**** Supplied text ****
Re: Restricting xpath query to document text

Posted by Marcel Reutegger <ma...@day.com>.

The class looks ok, except that you shouldn't lower-case the text retrieved from 
the resource, or is there a specific reason why this is done?

Jackrabbit 1.2 will support the functions fn:lower-case() and fn:upper-case(), 
so there is no need to lower-case the text when it is indexed.

The query you mentioned will return nt:resource nodes with content that starts 
with 'comp':

//element(*, axxia:resource)[(jcr:like(@jcr:data, 'comp%'))]

Are you sure that the first word in the document starts with 'comp'?
**** Listed entries ****
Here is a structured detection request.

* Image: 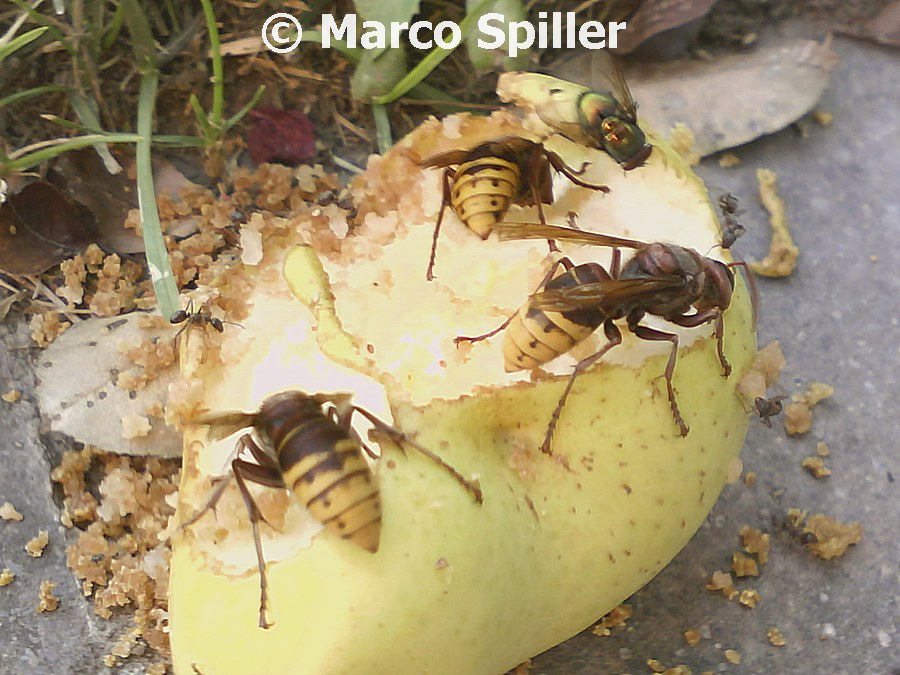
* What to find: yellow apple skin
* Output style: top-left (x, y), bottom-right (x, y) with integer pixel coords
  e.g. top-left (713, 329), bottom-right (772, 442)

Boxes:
top-left (170, 274), bottom-right (755, 675)
top-left (170, 113), bottom-right (756, 675)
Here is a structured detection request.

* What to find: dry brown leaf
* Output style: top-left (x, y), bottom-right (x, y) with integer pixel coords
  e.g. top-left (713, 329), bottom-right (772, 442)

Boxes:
top-left (0, 181), bottom-right (99, 274)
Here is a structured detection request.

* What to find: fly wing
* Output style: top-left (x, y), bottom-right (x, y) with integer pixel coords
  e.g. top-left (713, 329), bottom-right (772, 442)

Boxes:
****
* **Work to be completed**: In the forum post, which two functions does Jackrabbit 1.2 support? Please rely only on the forum post for your answer.

* **Solution**: fn:lower-case() and fn:upper-case()